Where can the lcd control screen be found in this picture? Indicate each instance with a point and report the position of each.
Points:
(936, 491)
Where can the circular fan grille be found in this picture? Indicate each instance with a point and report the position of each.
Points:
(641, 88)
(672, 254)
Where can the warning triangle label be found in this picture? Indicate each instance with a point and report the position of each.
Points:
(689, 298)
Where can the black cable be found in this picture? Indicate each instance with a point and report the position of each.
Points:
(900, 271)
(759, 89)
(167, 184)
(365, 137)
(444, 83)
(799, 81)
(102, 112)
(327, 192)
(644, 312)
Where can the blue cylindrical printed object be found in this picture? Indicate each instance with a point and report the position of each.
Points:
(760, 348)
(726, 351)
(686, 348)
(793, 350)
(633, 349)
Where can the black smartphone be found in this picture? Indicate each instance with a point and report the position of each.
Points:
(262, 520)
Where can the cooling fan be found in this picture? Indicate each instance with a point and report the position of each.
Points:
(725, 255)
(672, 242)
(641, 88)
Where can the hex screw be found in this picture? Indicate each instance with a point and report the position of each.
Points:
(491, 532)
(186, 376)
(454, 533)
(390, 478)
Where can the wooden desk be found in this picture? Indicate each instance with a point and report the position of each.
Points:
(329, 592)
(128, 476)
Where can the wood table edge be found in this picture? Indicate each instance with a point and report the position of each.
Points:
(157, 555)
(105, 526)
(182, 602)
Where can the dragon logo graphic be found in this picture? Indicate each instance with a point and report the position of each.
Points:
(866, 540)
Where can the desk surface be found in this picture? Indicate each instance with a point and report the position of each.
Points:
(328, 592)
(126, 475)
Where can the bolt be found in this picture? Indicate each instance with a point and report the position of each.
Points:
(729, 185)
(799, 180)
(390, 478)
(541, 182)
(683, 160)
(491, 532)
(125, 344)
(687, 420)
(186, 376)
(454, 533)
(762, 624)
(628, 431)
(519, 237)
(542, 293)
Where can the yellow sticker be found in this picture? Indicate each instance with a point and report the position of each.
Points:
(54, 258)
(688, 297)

WHAT THE TASK ASKS. Quote every record above exactly.

THE REPLY.
Where can the lcd control screen be found in this picture? Indicate each instance with a point and report the position of each.
Points:
(936, 491)
Where can the circular fan grille be found in this picture? Indicate each instance with a point and report the position of each.
Points:
(641, 88)
(672, 254)
Where can the warning triangle label be found in this picture? Indicate each instance with a point and report the position of each.
Points:
(689, 298)
Where can the black cable be found in this picture? Indicate each instance with a point and report the position of each.
Points:
(900, 271)
(759, 89)
(167, 184)
(365, 137)
(444, 83)
(799, 81)
(102, 112)
(327, 192)
(644, 312)
Where can the blue cylindrical printed object be found in this picture? Indicate each instance with a point and report the position of each.
Points:
(760, 348)
(726, 351)
(686, 348)
(793, 350)
(633, 349)
Where can the black smartphone be found in this picture? Indicate each instance with a point and report the position of each.
Points:
(262, 520)
Where can the cooling fan be found in this picture? Indicate each instance with a point and report the position of each.
Points:
(725, 255)
(672, 242)
(641, 88)
Where can the hex screw be found in this picture? Indicate each instance with a point and report the position of each.
Points:
(491, 532)
(186, 376)
(454, 533)
(390, 478)
Where can the wooden desk be found in this picture? Indicate each instance with a point and report the position of each.
Points:
(329, 592)
(128, 476)
Where can the wood table edge be found in this picture? Indicate each instance with a point and report the position of each.
Points:
(157, 555)
(105, 526)
(182, 602)
Where can the dragon logo graphic be found in this picture? Indicate each instance with a point and report the position of each.
Points:
(866, 540)
Where can the desk surface be found in this picture? Indicate each instance with a point and report the position of each.
Points:
(328, 592)
(126, 475)
Where can the bolt be found in this picture? Indicate each instance with a point and report the position of each.
Points:
(729, 185)
(799, 180)
(390, 478)
(541, 182)
(683, 160)
(491, 532)
(125, 344)
(687, 420)
(186, 376)
(454, 533)
(762, 624)
(628, 431)
(519, 237)
(542, 293)
Where can the yellow sticker be found in this picture? Indicate each instance with a point and report the position of each.
Points:
(54, 258)
(688, 297)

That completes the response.